TO-DO ITEM A >>
Report every line in the rows below that contains the string "positive".

Staff Picks: Books we're reading
What should I read next? This is a question we often get at the library. Here's a list of some of the books the library staff has enjoyed recently.
The Discomfort of Evening
by Marieke Lucas Rijneveld
The Discomfort of Evening is the first book by the dutch author Marieke Lucas Rijneveld and got the international Booker prize in 2020. The book tells about the young Jas who lives in the countryside in the Netherlands with her Christian family. One day her brother disappears, after Jas has prayed to God for his death, and leaves the family devastated. Jas and her family sink into deep sorrow, that gets ever eerier.
We have the book in our E-library.
The Great Alone
by Kristin Hannah
Set in Alaska, USA, in 1974. Ernt Allbright, a former POW, comes home from the Vietnam war a changed and volatile man. When he loses yet another job, he makes an impulsive decision: he will move his family north, to Alaska, where they will live off the grid in America’s last true frontier. In this unforgettable portrait of human frailty and resilience, Kristin Hannah reveals the indomitable character of the modern American pioneer and the spirit of a vanishing Alaska―a place of incomparable beauty and danger.

TO-DO ITEM B >>
Using the staff picks list above, decide whether each statement agrees with it: (i) The Discomfort of Evening won the international Booker prize in 2020. (ii) The Great Alone is set in Alaska in 1984. (iii) In The Great Alone, Ernt Allbright returns from the Korean war. Answer yes or no for each and quote the deciding words.

DATA UNDER STUDY >>
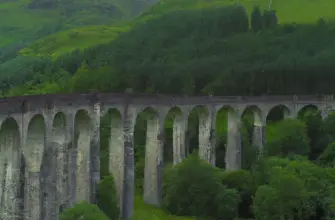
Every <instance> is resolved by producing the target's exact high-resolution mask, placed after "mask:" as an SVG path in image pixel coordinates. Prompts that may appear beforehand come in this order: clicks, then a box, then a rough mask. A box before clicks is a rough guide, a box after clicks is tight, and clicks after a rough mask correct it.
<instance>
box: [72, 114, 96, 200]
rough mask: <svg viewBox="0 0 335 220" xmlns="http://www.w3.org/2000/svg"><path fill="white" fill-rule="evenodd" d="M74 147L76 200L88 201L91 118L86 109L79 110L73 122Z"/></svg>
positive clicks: (88, 196) (90, 141)
mask: <svg viewBox="0 0 335 220" xmlns="http://www.w3.org/2000/svg"><path fill="white" fill-rule="evenodd" d="M74 135H75V139H74V147H75V148H76V150H77V155H76V156H77V159H76V161H77V170H76V202H80V201H84V200H86V201H89V199H90V193H91V182H90V175H91V173H90V170H91V169H90V161H91V160H90V157H91V138H92V137H91V136H92V128H91V118H90V117H89V115H88V112H87V111H86V110H79V111H77V113H76V115H75V122H74Z"/></svg>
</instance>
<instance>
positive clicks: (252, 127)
mask: <svg viewBox="0 0 335 220" xmlns="http://www.w3.org/2000/svg"><path fill="white" fill-rule="evenodd" d="M242 121H243V123H244V124H245V127H246V132H247V135H248V139H249V140H248V141H249V144H250V145H252V146H257V147H260V148H261V147H262V146H263V135H262V134H263V130H264V129H263V127H264V117H263V112H262V110H261V109H260V108H259V107H258V106H257V105H249V106H247V107H246V108H245V109H244V110H243V113H242ZM250 125H251V126H252V127H250Z"/></svg>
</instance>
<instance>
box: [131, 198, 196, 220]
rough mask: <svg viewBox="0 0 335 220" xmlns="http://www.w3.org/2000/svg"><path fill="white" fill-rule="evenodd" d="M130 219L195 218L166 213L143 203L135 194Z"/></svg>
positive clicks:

EXERCISE SOLUTION A >>
positive clicks: (88, 196) (90, 141)
positive clicks: (252, 127)
positive clicks:

EXERCISE SOLUTION B >>
(i) Yes: "got the international Booker prize in 2020"
(ii) No: "Set in Alaska, USA, in 1974."
(iii) No: "comes home from the Vietnam war"